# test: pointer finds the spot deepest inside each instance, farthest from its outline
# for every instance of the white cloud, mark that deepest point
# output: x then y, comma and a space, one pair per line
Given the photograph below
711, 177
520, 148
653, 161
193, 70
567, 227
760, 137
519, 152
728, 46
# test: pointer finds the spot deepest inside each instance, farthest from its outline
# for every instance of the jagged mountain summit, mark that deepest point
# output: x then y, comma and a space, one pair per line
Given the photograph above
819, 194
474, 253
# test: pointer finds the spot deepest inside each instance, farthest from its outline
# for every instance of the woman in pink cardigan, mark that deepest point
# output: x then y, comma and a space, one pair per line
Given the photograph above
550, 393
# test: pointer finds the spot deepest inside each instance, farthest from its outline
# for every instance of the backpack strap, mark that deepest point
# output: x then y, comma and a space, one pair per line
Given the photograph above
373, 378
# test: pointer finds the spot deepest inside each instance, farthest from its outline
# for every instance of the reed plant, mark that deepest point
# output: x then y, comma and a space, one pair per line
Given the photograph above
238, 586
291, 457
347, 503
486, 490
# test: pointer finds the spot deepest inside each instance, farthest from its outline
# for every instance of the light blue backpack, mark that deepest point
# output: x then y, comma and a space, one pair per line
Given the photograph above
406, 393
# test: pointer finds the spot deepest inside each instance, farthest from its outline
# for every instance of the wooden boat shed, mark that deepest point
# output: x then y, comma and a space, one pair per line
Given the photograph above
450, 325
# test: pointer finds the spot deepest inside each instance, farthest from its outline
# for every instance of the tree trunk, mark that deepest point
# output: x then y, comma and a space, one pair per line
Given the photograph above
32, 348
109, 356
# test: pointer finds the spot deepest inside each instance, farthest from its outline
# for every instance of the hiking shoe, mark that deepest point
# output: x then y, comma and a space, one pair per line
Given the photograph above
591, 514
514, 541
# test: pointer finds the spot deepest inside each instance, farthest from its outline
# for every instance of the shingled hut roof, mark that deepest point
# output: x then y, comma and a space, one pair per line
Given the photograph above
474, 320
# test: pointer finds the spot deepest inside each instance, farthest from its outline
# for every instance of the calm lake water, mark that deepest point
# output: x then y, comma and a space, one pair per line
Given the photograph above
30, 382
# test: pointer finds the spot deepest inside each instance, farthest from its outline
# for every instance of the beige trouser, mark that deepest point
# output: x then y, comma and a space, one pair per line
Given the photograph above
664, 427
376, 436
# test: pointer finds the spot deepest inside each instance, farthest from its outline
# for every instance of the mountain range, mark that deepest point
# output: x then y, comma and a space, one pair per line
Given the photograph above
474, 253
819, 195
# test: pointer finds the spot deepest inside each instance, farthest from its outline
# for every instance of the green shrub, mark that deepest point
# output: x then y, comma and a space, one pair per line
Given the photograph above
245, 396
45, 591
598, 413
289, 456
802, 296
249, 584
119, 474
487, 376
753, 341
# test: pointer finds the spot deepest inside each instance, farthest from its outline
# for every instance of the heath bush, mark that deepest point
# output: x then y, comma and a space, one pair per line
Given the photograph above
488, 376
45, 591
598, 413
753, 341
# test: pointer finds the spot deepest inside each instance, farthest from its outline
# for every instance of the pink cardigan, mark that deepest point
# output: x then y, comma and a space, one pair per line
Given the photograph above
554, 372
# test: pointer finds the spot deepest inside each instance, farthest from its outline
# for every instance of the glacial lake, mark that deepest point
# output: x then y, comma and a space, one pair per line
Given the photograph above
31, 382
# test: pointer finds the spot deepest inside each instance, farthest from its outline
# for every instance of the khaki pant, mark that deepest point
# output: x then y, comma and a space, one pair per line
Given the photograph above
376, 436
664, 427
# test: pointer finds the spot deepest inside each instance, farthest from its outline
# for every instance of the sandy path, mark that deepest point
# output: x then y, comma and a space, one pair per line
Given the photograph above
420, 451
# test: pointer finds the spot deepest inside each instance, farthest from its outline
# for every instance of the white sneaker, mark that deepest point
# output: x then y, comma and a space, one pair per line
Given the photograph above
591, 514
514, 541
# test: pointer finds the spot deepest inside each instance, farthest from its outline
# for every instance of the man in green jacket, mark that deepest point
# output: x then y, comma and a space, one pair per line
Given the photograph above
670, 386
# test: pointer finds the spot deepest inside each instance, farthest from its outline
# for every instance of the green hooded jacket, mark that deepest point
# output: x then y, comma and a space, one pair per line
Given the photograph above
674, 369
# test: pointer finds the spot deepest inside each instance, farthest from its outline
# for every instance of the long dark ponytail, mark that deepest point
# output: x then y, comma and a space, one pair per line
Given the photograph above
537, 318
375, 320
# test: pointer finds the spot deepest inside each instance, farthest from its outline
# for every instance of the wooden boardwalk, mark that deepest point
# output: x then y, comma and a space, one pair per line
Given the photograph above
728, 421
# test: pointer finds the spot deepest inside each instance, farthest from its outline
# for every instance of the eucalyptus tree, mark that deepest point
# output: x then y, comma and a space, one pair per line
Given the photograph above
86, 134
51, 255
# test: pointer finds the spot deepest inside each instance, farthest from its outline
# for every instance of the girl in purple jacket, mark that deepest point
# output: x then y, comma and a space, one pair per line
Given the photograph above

● **Goal of the exercise**
Give an exact repetition of all the material.

● **Answer for this exercise**
# test: pointer finds the spot deepest inside each instance, farthest from its outline
# for every instance of the white cloud, mark that deepest point
# output: x then y, comma and a space, one pair per line
Given the photograph below
711, 177
520, 148
653, 161
193, 70
567, 227
760, 137
519, 152
728, 46
# test: pointer finds the spot deepest inside each instance, farthest from its outline
# for every instance of the jagged mountain summit, mark that deepest point
# output: x then y, comma and a space, one pair per line
Given the photograph above
819, 194
474, 253
# test: pointer finds the spot deepest inside each instance, farthest from its outline
# for every instance of the woman in pink cardigan, mark that deepest point
# output: x then y, comma and a space, one pair per line
Given the photograph above
550, 393
# test: pointer finds the spot deepest inside each instance, farthest from its outline
# for every instance of the backpack strap, mark that deepest point
# output: x then y, comma and a space, one pair per line
Given the photograph above
373, 378
# test: pointer finds the spot deepest inside each instance, farthest from its outline
# for every instance of the reed plant, mark that deepest point
# output: x then y, comma and a space, one pair per line
Given the photograph above
238, 586
291, 457
347, 503
486, 490
# test: pointer finds the spot deepest inside each instance, farthest from its outline
# for every instance of the light blue backpack, mark that deepest point
# output: x then y, comma and a space, one pair per line
Given the photograph above
406, 393
# test: pointer finds the spot deepest inside each instance, farthest from its outline
# for every instance of the wooden boat shed, mark that deepest point
# output: x then y, comma and a space, one pair per line
Given the photograph above
450, 325
# test: pointer finds the spot deepest inside each instance, farthest from its outline
# for every instance of the tree trunk, mark that deepest point
# output: x then y, comma and a space, one pair per line
Given the photograph above
32, 348
109, 356
# test: pointer finds the spot deepest inside each instance, farthest from its outline
# for every instance of the hiking shoe, mark that deepest point
# output: x then y, comma and a space, one pair per line
Given the photograph above
591, 514
514, 541
# test: pointer finds the spot deepest inside each instance, farthest from its outline
# for every instance of the shingled hut roof, mark that deepest point
# output: x then y, comma and a space, one pair per line
Given the photograph above
474, 320
# test: pointer finds the spot deepest inside each instance, farthest from its outline
# for every instance of the calm lake water, mark that deepest point
# output: x then y, comma and a space, one pair per line
Given the photograph above
30, 382
# test: pointer finds the spot deepest inside each instance, farthest from its outline
# for every instance of the beige trouser, mark that deepest point
# output: x then y, comma and a space, one pair per line
Given the photograph above
664, 427
376, 436
# test: pointer finds the spot deepest inside each instance, farthest from its outline
# for every instance of the mountain range, mark that deepest point
# output: x then y, comma and a space, one pair per line
Given the photograph above
474, 253
819, 195
# test: pointer finds the spot deepest inside each instance, farthest from its outline
# for every instance of the green shrub, mark that deepest point
# output: x then y, comma and a space, one pair per line
Given the photograph above
245, 396
45, 591
598, 413
289, 456
802, 296
249, 584
119, 474
487, 376
753, 341
# test: pointer finds the spot deepest inside each instance, farthest from its outline
# for every instance of the heath bush, mark that deepest point
# output: x then y, comma and a space, one pair per line
Given the photograph above
488, 376
45, 591
598, 413
753, 341
# test: pointer finds the spot deepest inside each instance, farthest from its outline
# for every instance of the pink cardigan, mark that deepest point
# output: x then y, comma and a space, one pair per line
Given the photograph above
554, 372
# test: pointer finds the spot deepest inside each instance, farthest from its outline
# for every instance of the glacial lake, mark that deepest point
# output: x then y, comma and a space, one pair per line
Given the photograph above
31, 382
# test: pointer finds the spot deepest inside each instance, farthest from its outline
# for every instance of the khaki pant, mark that deepest point
# output: x then y, comma and a space, one pair per line
Given the photograph above
376, 436
664, 427
# test: pointer finds the spot deepest inside each instance, farthest from its outline
# for every instance of the sandy path, mark that deepest point
# output: x then y, comma and a space, one pair per line
Given the photograph above
420, 451
# test: pointer finds the spot deepest inside each instance, farthest from its outline
# for every instance of the white sneaker, mark that deepest point
# output: x then y, comma and a space, one pair per line
Given the photograph above
591, 514
514, 541
# test: pointer finds the spot deepest inside each instance, farthest from its outline
# for every instance of the man in green jacket, mark that deepest point
# output: x then y, comma and a space, one pair per line
Given the photograph above
670, 386
# test: pointer finds the spot deepest inside each instance, farthest from its outline
# for every instance of the green hooded jacket, mark that deepest point
# output: x then y, comma and a space, one pair per line
Given the photograph above
674, 369
# test: pointer finds the spot deepest inside each instance, farthest from its outline
# for every instance of the long dark ponytail, mark that deepest point
# output: x then y, comma and a space, one pair per line
Given the photograph above
537, 318
375, 320
# test: pointer finds the spot deepest inside each instance, farthest from its outline
# for every instance of the wooden boardwalk, mark that deepest point
# output: x then y, comma and a space, one pair per line
Given the photograph above
728, 421
# test: pointer finds the spot deepest inside each instance, farthest from its outline
# for every instance of the eucalyptus tree, mark that deepest point
# output: x then y, comma and a space, one pair per line
Given the photograph above
86, 134
51, 255
# test: pointer finds the spot deepest inside each instance, farthest from its outline
# for every instance of the girl in purple jacket, mark that deepest point
# output: x then y, comma and a space, one pair per line
Given the photograph above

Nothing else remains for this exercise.